• _Entries supplied_:

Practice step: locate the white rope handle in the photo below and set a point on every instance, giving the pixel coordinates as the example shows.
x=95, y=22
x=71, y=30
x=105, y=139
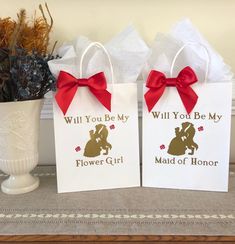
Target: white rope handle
x=181, y=49
x=99, y=45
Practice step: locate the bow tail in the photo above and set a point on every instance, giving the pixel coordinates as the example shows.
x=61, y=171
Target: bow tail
x=64, y=97
x=152, y=96
x=103, y=96
x=188, y=97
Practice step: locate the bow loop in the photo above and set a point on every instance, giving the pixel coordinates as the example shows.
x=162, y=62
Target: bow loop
x=67, y=86
x=157, y=82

• _Exercise details_:
Rewrite the entire listing, replacing "Target" with "Object" and leaving everything else unchanged. Omit the pictures.

• _The completed task_:
Practice step: locate the white rope handle in the photo below and set a point on every instance, giving the pixel coordinates as the example shows.
x=95, y=22
x=71, y=30
x=105, y=139
Object: white rope handle
x=181, y=49
x=99, y=45
Practice step: locate the bow tail in the photo above and set a point on every instance, giving the pixel coordinates as the example shows.
x=61, y=171
Object: bow tail
x=64, y=97
x=152, y=96
x=103, y=96
x=188, y=97
Practice step: locate the bow loop in the photo above and set a point on every instance, giving the pixel coordinates as the example shows.
x=162, y=62
Object: bow loop
x=67, y=86
x=157, y=82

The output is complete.